It’s a fitting pair for Brauns’s response to Ryan Adams’s “Sylvia Plath,” from Gold, for which she only uses a finger-picked acoustic guitar. I often get frustrated with singer/songwriters because they only give me a voice and a guitar, and so often that’s not halfway enough, but Brauns doesn’t need anything else, that’s clear. Her “Sylvia Plath” is a gleaming diamond of a song. Adams is desperate for a gal who’d “slip me a pill/Then she’d get pretty loaded on gin”; “I’ll take you to France,” Brauns purrs, “We’ll get fucked up on gin/And we’ll dance, and we’ll dance.”
How you’d turn down that promise, I’m not sure.

§ Problem 1: From the listing below, pull out every line that contains the word "white". Case counts.

§ Dataset:
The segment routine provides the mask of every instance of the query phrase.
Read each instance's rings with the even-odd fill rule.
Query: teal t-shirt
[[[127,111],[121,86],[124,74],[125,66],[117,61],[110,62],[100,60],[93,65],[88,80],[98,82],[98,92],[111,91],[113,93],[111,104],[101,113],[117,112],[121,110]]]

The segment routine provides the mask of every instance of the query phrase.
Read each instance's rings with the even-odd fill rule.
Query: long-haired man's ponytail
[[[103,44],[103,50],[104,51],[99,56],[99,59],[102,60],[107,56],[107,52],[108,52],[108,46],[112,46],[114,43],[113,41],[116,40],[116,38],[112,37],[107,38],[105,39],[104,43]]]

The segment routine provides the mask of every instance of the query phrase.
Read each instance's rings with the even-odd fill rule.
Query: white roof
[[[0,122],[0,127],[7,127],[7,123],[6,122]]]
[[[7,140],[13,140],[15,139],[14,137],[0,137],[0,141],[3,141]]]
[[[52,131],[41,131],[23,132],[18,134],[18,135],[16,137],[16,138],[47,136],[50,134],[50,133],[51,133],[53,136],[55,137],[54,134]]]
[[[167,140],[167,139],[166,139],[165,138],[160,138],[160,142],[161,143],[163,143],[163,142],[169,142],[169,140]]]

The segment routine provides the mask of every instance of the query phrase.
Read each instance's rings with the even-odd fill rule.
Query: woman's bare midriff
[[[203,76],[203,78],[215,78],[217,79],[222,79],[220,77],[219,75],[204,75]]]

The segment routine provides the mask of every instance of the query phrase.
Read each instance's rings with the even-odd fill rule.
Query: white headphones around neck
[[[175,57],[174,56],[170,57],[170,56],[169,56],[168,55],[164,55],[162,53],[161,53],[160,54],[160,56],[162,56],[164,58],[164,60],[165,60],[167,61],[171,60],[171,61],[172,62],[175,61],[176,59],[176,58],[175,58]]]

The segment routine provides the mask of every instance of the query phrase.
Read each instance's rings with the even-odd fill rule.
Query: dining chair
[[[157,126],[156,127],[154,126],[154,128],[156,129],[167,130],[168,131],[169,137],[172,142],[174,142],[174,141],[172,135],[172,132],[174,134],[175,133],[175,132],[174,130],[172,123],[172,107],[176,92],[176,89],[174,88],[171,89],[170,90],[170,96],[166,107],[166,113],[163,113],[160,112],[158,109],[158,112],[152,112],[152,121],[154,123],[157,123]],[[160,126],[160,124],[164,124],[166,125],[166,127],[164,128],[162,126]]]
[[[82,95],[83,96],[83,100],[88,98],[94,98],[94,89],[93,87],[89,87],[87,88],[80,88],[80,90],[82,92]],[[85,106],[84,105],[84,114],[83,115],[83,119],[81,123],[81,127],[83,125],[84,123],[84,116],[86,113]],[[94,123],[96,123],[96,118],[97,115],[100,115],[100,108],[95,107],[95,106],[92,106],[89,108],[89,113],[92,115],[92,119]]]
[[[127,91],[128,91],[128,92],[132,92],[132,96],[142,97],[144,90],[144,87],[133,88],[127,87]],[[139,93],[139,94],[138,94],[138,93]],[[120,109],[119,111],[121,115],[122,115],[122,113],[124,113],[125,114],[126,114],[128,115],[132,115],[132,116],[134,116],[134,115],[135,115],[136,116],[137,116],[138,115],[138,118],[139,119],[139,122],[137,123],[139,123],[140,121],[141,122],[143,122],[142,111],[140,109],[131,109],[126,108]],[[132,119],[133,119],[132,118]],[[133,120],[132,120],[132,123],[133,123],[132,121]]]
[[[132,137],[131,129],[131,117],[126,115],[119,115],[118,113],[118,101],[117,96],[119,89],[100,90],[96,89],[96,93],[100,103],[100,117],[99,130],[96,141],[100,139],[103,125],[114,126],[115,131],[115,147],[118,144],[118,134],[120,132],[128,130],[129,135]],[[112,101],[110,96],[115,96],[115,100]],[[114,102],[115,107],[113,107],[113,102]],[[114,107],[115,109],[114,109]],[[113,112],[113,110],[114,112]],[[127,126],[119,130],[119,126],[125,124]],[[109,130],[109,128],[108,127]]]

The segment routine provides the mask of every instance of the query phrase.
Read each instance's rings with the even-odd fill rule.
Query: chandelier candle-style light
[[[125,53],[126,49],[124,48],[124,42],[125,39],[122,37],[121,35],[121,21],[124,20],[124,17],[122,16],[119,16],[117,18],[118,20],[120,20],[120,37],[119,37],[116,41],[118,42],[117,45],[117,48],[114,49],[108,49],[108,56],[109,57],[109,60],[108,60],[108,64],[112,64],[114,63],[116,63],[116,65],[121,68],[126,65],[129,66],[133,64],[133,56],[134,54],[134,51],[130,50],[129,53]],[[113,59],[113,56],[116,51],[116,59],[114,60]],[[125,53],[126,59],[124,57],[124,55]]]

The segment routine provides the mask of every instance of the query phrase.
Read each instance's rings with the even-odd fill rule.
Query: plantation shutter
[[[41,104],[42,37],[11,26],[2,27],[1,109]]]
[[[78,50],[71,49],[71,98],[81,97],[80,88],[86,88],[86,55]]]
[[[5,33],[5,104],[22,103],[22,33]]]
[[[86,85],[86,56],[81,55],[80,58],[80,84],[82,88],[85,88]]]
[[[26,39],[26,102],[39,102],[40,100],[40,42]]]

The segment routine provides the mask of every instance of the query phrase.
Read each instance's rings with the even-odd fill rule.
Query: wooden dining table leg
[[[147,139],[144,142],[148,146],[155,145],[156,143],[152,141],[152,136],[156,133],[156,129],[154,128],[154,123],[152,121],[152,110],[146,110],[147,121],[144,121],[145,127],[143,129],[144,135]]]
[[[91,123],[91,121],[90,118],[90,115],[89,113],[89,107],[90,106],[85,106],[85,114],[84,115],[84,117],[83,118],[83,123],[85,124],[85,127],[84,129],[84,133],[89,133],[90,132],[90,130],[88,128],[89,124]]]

§ Problem 2: Please say whether each statement agrees with the passage above, answering yes or no and quoting the deciding words: (a) Brauns performs her "Sylvia Plath" with only a finger-picked acoustic guitar. (b) The writer says Brauns needs more than a voice and a guitar. (c) In Brauns's version, the singer promises to take someone to Spain.

§ Exercise output 1:
Query: white roof
Query: white headphones around neck

§ Exercise output 2:
(a) Yes: "for which she only uses a finger-picked acoustic guitar"
(b) No: "Brauns doesn’t need anything else, that’s clear"
(c) No: "I’ll take you to France"